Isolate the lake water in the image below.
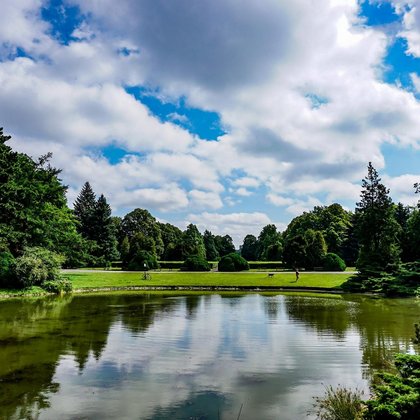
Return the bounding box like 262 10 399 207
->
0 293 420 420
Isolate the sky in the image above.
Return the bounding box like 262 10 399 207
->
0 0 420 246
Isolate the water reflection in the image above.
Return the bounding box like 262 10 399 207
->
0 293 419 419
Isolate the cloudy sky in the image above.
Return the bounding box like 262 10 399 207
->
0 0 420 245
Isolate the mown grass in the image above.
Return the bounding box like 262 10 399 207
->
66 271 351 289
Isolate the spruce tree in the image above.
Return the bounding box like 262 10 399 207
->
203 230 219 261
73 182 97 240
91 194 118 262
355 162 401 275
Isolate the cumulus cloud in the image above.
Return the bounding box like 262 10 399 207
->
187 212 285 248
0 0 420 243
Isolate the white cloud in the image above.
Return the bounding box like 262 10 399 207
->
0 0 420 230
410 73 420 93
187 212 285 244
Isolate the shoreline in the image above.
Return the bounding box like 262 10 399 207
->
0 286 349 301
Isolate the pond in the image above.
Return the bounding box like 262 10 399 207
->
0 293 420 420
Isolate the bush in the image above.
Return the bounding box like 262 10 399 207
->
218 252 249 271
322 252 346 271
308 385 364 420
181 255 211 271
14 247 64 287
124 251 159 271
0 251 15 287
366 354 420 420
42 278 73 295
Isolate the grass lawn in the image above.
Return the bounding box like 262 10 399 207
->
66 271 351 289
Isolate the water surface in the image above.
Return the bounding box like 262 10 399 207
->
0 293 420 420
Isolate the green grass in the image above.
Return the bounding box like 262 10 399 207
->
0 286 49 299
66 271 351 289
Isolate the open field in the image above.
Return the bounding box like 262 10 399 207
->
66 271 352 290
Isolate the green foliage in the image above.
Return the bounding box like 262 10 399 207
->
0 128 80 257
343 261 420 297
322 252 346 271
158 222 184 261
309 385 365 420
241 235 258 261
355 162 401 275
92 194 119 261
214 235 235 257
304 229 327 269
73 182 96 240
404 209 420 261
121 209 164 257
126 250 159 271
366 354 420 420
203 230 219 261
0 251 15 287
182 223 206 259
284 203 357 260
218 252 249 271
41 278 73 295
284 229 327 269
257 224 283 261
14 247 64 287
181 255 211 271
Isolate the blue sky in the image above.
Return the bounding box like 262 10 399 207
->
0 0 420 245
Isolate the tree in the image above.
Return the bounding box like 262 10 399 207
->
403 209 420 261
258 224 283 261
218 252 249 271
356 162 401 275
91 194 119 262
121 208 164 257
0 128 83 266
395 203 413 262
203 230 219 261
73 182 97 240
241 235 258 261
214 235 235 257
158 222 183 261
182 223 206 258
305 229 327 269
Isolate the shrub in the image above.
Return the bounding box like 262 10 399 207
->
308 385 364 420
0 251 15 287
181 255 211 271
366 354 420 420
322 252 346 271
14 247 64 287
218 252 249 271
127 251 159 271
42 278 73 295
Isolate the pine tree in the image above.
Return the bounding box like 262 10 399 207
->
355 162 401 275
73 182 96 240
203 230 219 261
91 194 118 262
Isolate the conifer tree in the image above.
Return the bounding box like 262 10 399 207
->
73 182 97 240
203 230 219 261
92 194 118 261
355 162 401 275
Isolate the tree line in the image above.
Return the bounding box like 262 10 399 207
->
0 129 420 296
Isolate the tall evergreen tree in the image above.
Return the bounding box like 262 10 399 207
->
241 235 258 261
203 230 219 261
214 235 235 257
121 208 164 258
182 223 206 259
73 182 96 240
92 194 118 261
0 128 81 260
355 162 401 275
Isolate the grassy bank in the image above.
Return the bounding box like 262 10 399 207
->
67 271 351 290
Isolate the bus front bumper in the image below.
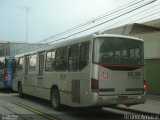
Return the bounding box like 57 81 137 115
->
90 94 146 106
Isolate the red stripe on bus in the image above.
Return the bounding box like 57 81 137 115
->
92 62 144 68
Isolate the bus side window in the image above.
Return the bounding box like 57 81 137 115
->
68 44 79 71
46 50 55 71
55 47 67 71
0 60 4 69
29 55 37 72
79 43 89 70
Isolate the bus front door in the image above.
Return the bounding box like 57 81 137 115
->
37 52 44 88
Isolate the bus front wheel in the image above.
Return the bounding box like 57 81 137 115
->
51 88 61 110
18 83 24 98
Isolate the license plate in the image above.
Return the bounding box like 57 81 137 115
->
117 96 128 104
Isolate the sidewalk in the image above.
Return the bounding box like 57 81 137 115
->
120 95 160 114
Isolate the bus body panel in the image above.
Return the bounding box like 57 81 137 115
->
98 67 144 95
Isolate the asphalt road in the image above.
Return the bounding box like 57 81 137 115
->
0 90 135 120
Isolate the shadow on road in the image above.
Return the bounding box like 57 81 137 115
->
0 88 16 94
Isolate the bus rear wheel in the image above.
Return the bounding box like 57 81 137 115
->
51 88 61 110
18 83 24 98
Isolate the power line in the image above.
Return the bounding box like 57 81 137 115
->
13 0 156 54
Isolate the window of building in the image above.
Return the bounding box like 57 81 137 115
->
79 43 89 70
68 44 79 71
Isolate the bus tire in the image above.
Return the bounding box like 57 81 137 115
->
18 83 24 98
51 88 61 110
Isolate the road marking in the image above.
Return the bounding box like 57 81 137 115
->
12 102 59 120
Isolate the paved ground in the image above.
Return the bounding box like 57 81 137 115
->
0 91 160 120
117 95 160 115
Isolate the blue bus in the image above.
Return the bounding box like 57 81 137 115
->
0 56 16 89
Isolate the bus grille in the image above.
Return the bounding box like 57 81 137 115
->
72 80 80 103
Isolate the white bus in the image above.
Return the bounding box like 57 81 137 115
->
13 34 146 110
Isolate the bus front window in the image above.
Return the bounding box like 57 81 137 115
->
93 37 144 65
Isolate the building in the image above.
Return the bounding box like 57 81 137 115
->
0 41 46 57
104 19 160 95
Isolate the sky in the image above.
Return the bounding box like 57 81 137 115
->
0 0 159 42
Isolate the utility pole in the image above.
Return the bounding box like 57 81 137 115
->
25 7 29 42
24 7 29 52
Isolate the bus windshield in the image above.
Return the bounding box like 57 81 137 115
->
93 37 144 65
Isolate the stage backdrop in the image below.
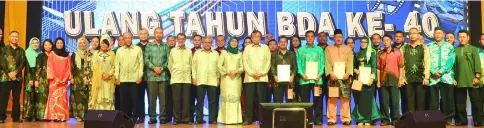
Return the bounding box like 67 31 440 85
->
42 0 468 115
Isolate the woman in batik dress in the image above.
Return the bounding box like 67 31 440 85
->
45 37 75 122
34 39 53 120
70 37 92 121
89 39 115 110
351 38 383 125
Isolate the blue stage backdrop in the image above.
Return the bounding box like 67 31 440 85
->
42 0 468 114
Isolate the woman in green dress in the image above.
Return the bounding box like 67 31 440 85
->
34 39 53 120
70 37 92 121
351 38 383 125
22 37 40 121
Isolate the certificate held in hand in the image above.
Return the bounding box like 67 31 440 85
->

══════════════════════════════

- INSTRUCTION
Copy the data from the line with "Isolate the bus front bumper" up to and including the line with "13 0 156 54", swapping "Isolate" for "Outline" and keeping everything else the same. Leave the pictures out.

- SOLUTION BELOW
Outline the bus front bumper in the image below.
Return the bounding box like 57 81 137 115
->
90 94 146 106
Outline the red stripe on bus in the image above.
Return the bounding box like 57 81 137 115
->
92 62 144 68
Outline the bus side window in the image above.
Return the bounding box like 57 81 137 115
->
68 44 79 71
46 50 55 71
55 47 67 71
0 60 4 69
29 55 37 72
79 43 89 70
Outline the bus front door in the image above.
Return the bounding box like 57 81 137 115
->
37 52 44 88
Outline the bus front wheel in the image above.
Return the bounding box like 57 81 137 115
->
51 88 61 110
18 83 24 98
Outline the license plate in the image above.
Return the bounding box like 57 81 137 115
->
117 96 128 104
Outline the sidewalk in the image above.
Return the bounding box like 57 81 137 115
->
120 95 160 114
Outline the bus body panel in the image above.
Return the bounding box like 57 81 137 115
->
98 67 144 95
Outline the asphalt road in the image above.
Return the bounding box like 57 81 137 115
->
0 90 135 120
Outline the shadow on road in the image above.
Return the bounding box like 57 81 137 115
->
0 88 16 94
Outline the bus rear wheel in the image above.
Return the bounding box like 57 81 137 115
->
51 88 61 110
18 83 24 98
Outline the power line in the image above.
Return the bounding box like 57 81 137 115
->
13 0 156 54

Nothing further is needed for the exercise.